**Source text:**
--- start ---

Label and color leaf dendrogram

Question

I am trying to create a dendrogram, were my samples have 5 group codes (act as sample name/species/etc but its repetitive).

Therefore, I have two issues that a help

Answer 1

You could convert you hclust object into a dendrogram and use ?dendrapply to modify the properties (attributes like color, label, ...) of each node, e.g.:

## stupid toy example
samples <- matrix(c(1, 1, 1,
                    2, 2, 2,
                    5, 5, 5,
                    6, 6, 6), byrow=TRUE, nrow=4)

## set sample IDs to A-D
rownames(samples) <- LETTERS[1:4]

## perform clustering
distSamples <- dist(samples)
hc <- hclust(distSamples)

## function to set label color
labelCol <- function(x) {
  if (is.leaf(x)) {
    ## fetch label
    label <- attr(x, "label") 
    ## set label color to red for A and B, to blue otherwise
    attr(x, "nodePar") <- list(lab.col=ifelse(label %in% c("A", "B"), "red", "blue"))
  }
  return(x)
}

## apply labelCol on all nodes of the dendrogram
d <- dendrapply(as.dendrogram(hc), labelCol)

plot(d)

EDIT: Add code for your minimal example:

    sample = data.frame(matrix(floor(abs(rnorm(20000)*100)),ncol=200))
groupCodes <- c(rep("A",25), rep("B",25), rep("C",25), rep("D",25))

## make unique rownames (equal rownames are not allowed)
rownames(sample) <- make.unique(groupCodes)

colorCodes <- c(A="red", B="green", C="blue", D="yellow")


## perform clustering
distSamples <- dist(sample)
hc <- hclust(distSamples)

## function to set label color
labelCol <- function(x) {
  if (is.leaf(x)) {
    ## fetch label
    label <- attr(x, "label")
    code <- substr(label, 1, 1)
    ## use the following line to reset the label to one letter code
    # attr(x, "label") <- code
    attr(x, "nodePar") <- list(lab.col=colorCodes[code])
  }
  return(x)
}

## apply labelCol on all nodes of the dendrogram
d <- dendrapply(as.dendrogram(hc), labelCol)

plot(d)

Answer 2

Here is a solution for this question using a new package called "dendextend", built exactly for this sort of thing.

You can see many examples in the presentations and vignettes of the package, in the "usage" section in the following URL: https://github.com/talgalili/dendextend

Here is the solution for this question: (notice the importance of how to re-order the colors to first fit the data, and then to fit the new order of the dendrogram)

####################
## Getting the data:

sample = data.frame(matrix(floor(abs(rnorm(20000)*100)),ncol=200))
groupCodes <- c(rep("Cont",25), rep("Tre1",25), rep("Tre2",25), rep("Tre3",25))
rownames(sample) <- make.unique(groupCodes)

colorCodes <- c(Cont="red", Tre1="green", Tre2="blue", Tre3="yellow")

distSamples <- dist(sample)
hc <- hclust(distSamples)
dend <- as.dendrogram(hc)

####################
## installing dendextend for the first time:

install.packages('dendextend')

####################
## Solving the question:

# loading the package
library(dendextend)
# Assigning the labels of dendrogram object with new colors:
labels_colors(dend) <- colorCodes[groupCodes][order.dendrogram(dend)]
# Plotting the new dendrogram
plot(dend)


####################
## A sub tree - so we can see better what we got:
par(cex = 1)
plot(dend[[1]], horiz = TRUE)

--- end ---

Labeled shape items
--- start ---

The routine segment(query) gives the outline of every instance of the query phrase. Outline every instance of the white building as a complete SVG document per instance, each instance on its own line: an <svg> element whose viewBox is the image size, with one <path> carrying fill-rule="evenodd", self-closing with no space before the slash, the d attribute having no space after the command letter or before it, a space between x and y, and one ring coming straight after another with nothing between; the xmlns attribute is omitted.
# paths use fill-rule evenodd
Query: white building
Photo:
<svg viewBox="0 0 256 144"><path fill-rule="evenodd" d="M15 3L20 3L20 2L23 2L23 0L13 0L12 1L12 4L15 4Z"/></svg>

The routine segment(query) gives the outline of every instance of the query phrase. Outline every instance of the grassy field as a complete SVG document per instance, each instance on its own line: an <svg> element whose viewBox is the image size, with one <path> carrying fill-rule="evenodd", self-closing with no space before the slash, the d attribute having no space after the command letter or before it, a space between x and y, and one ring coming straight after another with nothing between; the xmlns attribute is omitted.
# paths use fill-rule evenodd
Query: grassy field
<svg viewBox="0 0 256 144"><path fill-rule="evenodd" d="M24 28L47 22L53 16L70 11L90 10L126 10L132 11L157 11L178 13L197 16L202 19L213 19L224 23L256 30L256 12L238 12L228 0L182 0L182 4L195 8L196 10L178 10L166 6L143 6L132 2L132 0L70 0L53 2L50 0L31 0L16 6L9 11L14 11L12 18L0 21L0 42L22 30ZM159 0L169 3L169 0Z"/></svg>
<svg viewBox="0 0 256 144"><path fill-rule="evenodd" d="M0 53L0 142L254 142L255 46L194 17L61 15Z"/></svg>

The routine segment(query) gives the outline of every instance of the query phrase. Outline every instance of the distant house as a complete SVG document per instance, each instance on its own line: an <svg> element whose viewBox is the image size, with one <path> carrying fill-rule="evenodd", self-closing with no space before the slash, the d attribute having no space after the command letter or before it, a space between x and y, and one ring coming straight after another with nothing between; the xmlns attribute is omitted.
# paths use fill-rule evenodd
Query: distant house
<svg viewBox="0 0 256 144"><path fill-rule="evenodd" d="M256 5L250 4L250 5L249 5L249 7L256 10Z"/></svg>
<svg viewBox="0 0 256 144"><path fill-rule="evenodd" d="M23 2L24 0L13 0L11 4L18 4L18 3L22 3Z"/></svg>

--- end ---

**What is being asked:** In the dendrogram thread, which color does the toy example's labelCol function assign to the labels "A" and "B"?

**Full output:** Red.